Reproduce every line of the data below verbatim, omitting the pictures from the output.

(Recorded data):
※ ※ ※

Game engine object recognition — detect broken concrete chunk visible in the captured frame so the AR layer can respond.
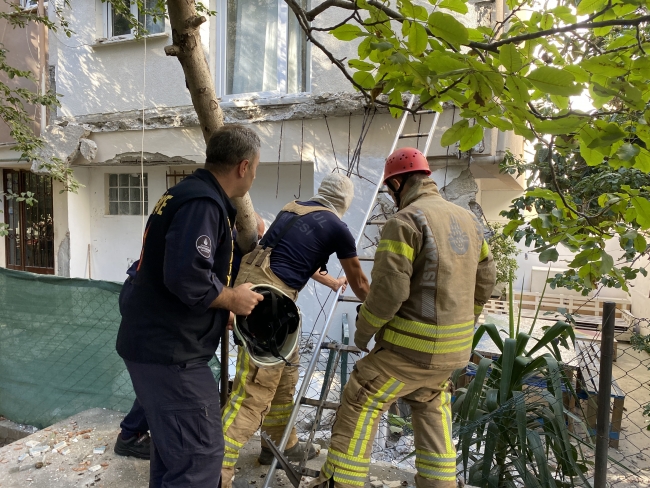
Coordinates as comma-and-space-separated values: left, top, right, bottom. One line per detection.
79, 139, 97, 163
32, 124, 90, 174
29, 444, 50, 456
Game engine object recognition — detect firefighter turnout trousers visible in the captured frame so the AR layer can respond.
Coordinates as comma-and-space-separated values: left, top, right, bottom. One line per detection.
310, 347, 456, 488
221, 347, 299, 488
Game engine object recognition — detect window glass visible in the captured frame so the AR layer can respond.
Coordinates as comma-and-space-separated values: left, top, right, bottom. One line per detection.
226, 0, 307, 95
107, 173, 149, 215
110, 0, 131, 36
138, 0, 165, 34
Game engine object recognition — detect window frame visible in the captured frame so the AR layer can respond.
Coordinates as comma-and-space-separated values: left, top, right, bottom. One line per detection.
102, 0, 167, 39
215, 0, 311, 102
20, 0, 39, 10
104, 171, 149, 218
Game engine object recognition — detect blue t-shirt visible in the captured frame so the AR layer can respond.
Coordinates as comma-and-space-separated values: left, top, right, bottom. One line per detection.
264, 202, 357, 290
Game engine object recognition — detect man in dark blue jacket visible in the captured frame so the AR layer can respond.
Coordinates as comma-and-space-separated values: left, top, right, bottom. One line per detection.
117, 125, 262, 488
113, 212, 265, 460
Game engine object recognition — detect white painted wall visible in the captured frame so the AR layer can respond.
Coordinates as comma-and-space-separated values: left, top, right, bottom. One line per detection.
49, 0, 501, 116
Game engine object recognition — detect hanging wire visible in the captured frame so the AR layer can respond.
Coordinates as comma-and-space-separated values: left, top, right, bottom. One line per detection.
293, 117, 305, 200
275, 120, 284, 199
140, 14, 147, 236
347, 107, 377, 179
323, 115, 340, 173
348, 112, 352, 170
442, 105, 456, 190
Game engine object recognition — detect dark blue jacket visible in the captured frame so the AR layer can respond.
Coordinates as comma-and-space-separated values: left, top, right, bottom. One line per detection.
117, 169, 236, 364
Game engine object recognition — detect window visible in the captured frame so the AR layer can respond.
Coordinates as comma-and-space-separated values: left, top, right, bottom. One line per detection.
222, 0, 309, 95
20, 0, 39, 10
103, 0, 165, 38
3, 169, 54, 274
106, 173, 149, 215
166, 168, 196, 190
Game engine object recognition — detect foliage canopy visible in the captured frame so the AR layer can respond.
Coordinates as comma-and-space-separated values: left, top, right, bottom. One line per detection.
286, 0, 650, 293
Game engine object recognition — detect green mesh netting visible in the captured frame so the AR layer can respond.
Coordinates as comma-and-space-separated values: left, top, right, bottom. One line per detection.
0, 268, 219, 428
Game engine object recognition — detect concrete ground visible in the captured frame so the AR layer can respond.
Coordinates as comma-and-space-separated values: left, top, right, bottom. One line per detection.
0, 408, 414, 488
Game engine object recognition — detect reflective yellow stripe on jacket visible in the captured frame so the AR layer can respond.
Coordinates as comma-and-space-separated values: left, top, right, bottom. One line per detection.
376, 239, 415, 262
382, 317, 474, 354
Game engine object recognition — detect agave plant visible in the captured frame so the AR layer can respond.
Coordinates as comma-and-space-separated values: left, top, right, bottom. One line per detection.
452, 282, 591, 488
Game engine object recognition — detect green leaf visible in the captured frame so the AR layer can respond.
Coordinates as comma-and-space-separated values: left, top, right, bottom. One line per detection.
631, 197, 650, 230
634, 148, 650, 173
352, 71, 375, 90
526, 66, 582, 97
587, 122, 626, 149
330, 24, 369, 41
506, 75, 530, 105
459, 124, 483, 151
438, 0, 468, 15
429, 12, 469, 46
348, 59, 376, 71
499, 44, 523, 73
408, 22, 429, 56
399, 2, 427, 21
488, 115, 512, 132
616, 142, 640, 161
576, 0, 607, 15
440, 119, 469, 147
539, 248, 560, 263
600, 252, 614, 274
580, 55, 627, 76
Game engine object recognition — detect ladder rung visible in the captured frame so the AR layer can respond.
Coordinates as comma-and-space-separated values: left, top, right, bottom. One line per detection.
300, 397, 339, 410
339, 297, 363, 303
320, 342, 362, 352
399, 134, 429, 139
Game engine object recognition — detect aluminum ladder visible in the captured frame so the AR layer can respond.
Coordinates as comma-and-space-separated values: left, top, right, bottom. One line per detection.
263, 95, 440, 488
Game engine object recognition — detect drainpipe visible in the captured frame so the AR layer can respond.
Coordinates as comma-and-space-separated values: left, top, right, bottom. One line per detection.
38, 0, 47, 136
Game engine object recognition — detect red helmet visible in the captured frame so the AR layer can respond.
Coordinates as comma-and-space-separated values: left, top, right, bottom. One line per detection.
384, 147, 431, 181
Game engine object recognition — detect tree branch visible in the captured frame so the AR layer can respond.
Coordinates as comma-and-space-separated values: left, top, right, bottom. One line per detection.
467, 15, 650, 52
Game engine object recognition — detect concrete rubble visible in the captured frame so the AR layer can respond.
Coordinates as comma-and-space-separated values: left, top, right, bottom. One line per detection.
32, 124, 97, 173
0, 408, 460, 488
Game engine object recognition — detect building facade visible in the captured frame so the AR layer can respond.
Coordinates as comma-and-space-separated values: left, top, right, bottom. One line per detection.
0, 0, 548, 332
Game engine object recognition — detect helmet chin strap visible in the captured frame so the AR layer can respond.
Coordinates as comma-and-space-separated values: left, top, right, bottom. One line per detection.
386, 173, 414, 208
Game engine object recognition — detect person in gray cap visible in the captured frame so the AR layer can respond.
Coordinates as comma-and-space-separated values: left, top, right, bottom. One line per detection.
221, 173, 369, 488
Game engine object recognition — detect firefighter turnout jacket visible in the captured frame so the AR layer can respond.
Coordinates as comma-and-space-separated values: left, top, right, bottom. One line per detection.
354, 179, 496, 370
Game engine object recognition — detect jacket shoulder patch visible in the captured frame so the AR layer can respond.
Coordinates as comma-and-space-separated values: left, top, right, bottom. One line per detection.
448, 215, 469, 256
196, 236, 212, 259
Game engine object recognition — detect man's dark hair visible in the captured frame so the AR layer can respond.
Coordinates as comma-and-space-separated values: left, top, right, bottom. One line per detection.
205, 124, 260, 174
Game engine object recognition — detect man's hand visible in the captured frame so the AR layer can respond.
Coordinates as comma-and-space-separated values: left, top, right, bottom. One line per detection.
332, 276, 348, 293
210, 283, 264, 315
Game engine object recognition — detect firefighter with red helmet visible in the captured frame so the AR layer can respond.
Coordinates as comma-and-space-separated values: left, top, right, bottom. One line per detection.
312, 148, 496, 488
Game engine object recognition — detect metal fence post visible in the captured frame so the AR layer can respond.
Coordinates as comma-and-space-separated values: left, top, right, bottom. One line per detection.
594, 302, 616, 488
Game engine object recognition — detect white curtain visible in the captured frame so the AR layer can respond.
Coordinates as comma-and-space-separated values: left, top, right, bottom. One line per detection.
227, 0, 278, 94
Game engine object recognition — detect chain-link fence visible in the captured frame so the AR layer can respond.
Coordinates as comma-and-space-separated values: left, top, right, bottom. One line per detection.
264, 300, 650, 488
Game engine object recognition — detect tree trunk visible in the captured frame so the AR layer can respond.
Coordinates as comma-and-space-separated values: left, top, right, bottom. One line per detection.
165, 0, 257, 253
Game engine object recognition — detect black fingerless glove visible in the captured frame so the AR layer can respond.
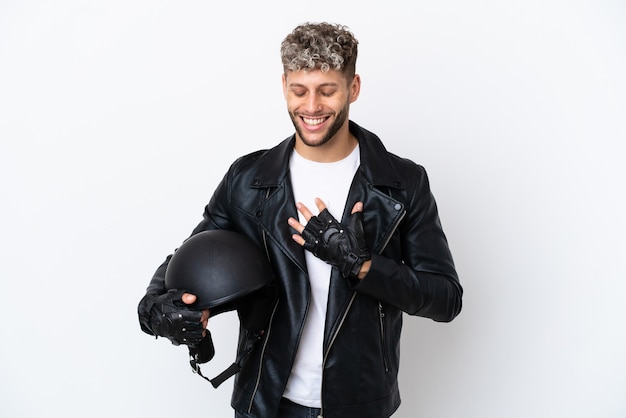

※ ※ ※

(Solution to this task):
Game engine object recognition — detect broken concrete chunk visible in the captured frame so the AR layer can respond.
Coordinates as comma-and-space-separated values: left, top, right, bottom. One line per detection.
79, 139, 97, 163
32, 124, 90, 174
29, 444, 50, 456
Game engine object recognition — detect firefighter turnout trousers visible in the captured frame so the AR layer can respond.
Coordinates as comma-and-space-separated values: left, top, right, bottom. One line per detection.
310, 347, 456, 488
221, 347, 299, 488
Game engine object recognition — detect window glass visible in the captured frame so the AR layer can respond.
Coordinates as comma-and-space-separated values: left, top, right, bottom. One line per detection.
226, 0, 307, 95
107, 173, 149, 215
110, 0, 131, 36
138, 0, 165, 34
Game engine object recognition — detect window frame visible in the captured frame so the AR layer can respond.
Coordinates as comma-and-space-separated values: left, top, right, bottom. One line per detection.
102, 0, 167, 39
215, 0, 311, 102
20, 0, 39, 10
104, 171, 149, 218
Game engine object recognition — detect blue t-shirt visible in the captured frame so the AR layer can respond.
Coordinates as comma-and-space-separated values: left, top, right, bottom. One line per detection.
264, 202, 357, 290
Game engine object recognition — detect man in dark blue jacket visible in the captured frame so the AR layer can respond.
Coordinates as comma-and-space-separated values: left, top, right, bottom. One line per detection.
117, 125, 262, 488
113, 212, 265, 460
Game engine object recognition — detect white painted wall visible in the captured frame so the AR layer can respond.
Coordinates as comma-and-space-separated values: left, top, right, bottom. One line per detection.
49, 0, 501, 116
Game engine object recognition — detect hanging wire visible in the captured frame so the AR layer can respond.
Coordinates as comma-and-space-separated values: left, top, right, bottom. One line per detection.
293, 117, 305, 200
275, 120, 284, 199
140, 14, 147, 236
347, 107, 377, 179
323, 115, 340, 173
348, 112, 352, 170
442, 105, 456, 190
Game engine object recognition — detect dark blue jacket visible in the captured frame so the AR layer can respond.
Coordinates as comma-and-space-separated values: left, top, right, bottom. One line per detection.
117, 169, 236, 364
Game engine object recognition — detect window visible in the captured frame so the AR layer can respond.
Coordinates as comma-and-space-separated values: left, top, right, bottom. One line per detection.
222, 0, 309, 95
20, 0, 39, 10
103, 0, 165, 38
3, 169, 54, 274
106, 173, 149, 215
166, 168, 196, 190
Game engine object recognition — detect foliage canopy visible in the captured frame so the AR layer can respond.
Coordinates as comma-and-space-separated values: left, top, right, bottom. One line per detection.
286, 0, 650, 293
Game engine object recognition — detect green mesh netting visible in the captured frame so the AR layer can respond.
Coordinates as comma-and-space-separated values: left, top, right, bottom. One line per detection.
0, 268, 219, 428
Game engine object recognition — detect concrete ground visible in the captured frame so the AR layer can respond.
Coordinates as comma-and-space-separated values: left, top, right, bottom. One line per detection.
0, 408, 414, 488
Game engine object recognition — detect reflective yellow stripe on jacket visible in the captured frame so the AR layer can respond.
Coordinates as comma-and-space-separated values: left, top, right, bottom. One line per detection.
376, 239, 415, 262
382, 317, 474, 354
Game engine object recognition — detect agave plant visible in the captured frame so the AR layer can respond.
Coordinates as comma-and-space-separated values: left, top, right, bottom. One line per detection.
452, 282, 591, 488
Game engine object recognition — detect green leaf visible in the captured frame so the AR layer can respond.
Coordinates as comma-and-space-separated values: left, top, right, bottom. One line per detection.
631, 197, 650, 230
634, 148, 650, 173
352, 71, 375, 90
526, 66, 582, 97
587, 122, 626, 149
330, 24, 369, 41
506, 75, 530, 105
459, 124, 483, 151
438, 0, 468, 15
429, 12, 469, 46
348, 59, 376, 71
499, 44, 523, 73
408, 22, 429, 56
399, 2, 427, 21
488, 115, 512, 132
616, 142, 640, 161
576, 0, 607, 15
440, 119, 469, 147
539, 248, 560, 263
600, 252, 614, 274
580, 55, 627, 76
Game engine object recognition — detect ladder rung visible in the captured frame so the AR layer can respond.
Coordinates as comma-and-space-separated values: left, top, right, bottom. One line per detection.
300, 397, 339, 410
339, 297, 363, 303
320, 342, 362, 352
399, 134, 429, 139
Game engine object recognition — detect aluminum ladder visible in the captured frame so the AR layer can respond.
Coordinates as comma-and-space-separated values: left, top, right, bottom. One line per detection.
263, 95, 440, 488
Game engine object recognition — detect drainpipe visible in the captured frame so the AR layer can respond.
Coordinates as comma-and-space-separated values: left, top, right, bottom. One line per detection.
38, 0, 47, 136
Game engine object recognition — detect red helmet visible in the captured frame so the AR layer can respond.
Coordinates as comma-and-space-separated values: left, top, right, bottom. One line per detection.
384, 147, 431, 181
Game engine object recognition — detect tree branch visible in the captured frame so the AR layer can respond.
Coordinates as comma-and-space-separated values: left, top, right, bottom. One line per detection.
467, 15, 650, 52
Game engine object recognition — detect concrete rubble visible in the captured frame so the AR layer can respond.
Coordinates as comma-and-space-separated values: left, top, right, bottom. One line per detection.
32, 124, 97, 173
0, 408, 460, 488
Game engine object recognition — detect building facade visible in the captured frame so the AR layer can respond.
Coordinates as comma-and-space-separated values: left, top, right, bottom. One line per detection.
0, 0, 548, 332
Game engine object recognition — detect helmet chin strap visible in the captured frame so the AR layer can respond.
Coordinates as comma-and-space-separated values: left, top, right, bottom. One line per detection.
386, 173, 414, 208
Game engine object recognition — detect person in gray cap visible in the captured frame so the AR layer can respond.
Coordinates as comma-and-space-separated values: left, top, right, bottom. One line per detection.
221, 173, 369, 488
Game engine object recognition — detect firefighter turnout jacket visible in the captured frame so the AR layer can respond.
Coordinates as comma-and-space-separated values: left, top, right, bottom. One line per detection.
354, 179, 496, 370
Game engine object recognition — detect jacket shoulder patch visible in the captured frame so the AR layer can respond.
Coordinates as comma-and-space-separated values: left, top, right, bottom. One line per detection.
448, 215, 469, 256
196, 236, 212, 259
Game engine object recognition — detect man's dark hair visible in the captured frame so the AR layer can respond.
Coordinates as comma-and-space-separated values: left, top, right, bottom. One line per detection.
205, 124, 260, 174
Game engine object recognition — detect man's hand visible in the captured frame so the AR layer can respond.
Coordinates as comma-and-space-separated values: left, top, right, bottom. One line per detection.
332, 276, 348, 293
210, 283, 264, 315
Game engine object recognition — detect firefighter with red helmet visible in the captured frame so the AR layer can respond.
Coordinates as comma-and-space-separated values: left, top, right, bottom. One line per detection.
312, 148, 496, 488
Game engine object recognition — detect metal fence post visible in the captured frame so the AR layer can respond.
Coordinates as comma-and-space-separated values: left, top, right, bottom. One line per detection.
594, 302, 616, 488
Game engine object recognition — detect white curtain visible in the captured frame so the AR layer can respond.
Coordinates as comma-and-space-separated values: left, top, right, bottom. One line per detection.
227, 0, 278, 94
Game engine object recognition — detect chain-link fence visible in the captured frame so the AR layer can respond.
Coordinates as comma-and-space-separated values: left, top, right, bottom. One line per detection.
264, 300, 650, 488
Game engine object recognition — detect tree trunk visible in the captured frame so the AR layer can respond.
Coordinates as comma-and-space-separated values: left, top, right, bottom. One line per detection.
165, 0, 257, 253
Game engine object recognition — detect black fingerless glove visible in the captured frame so the AR layer can respond.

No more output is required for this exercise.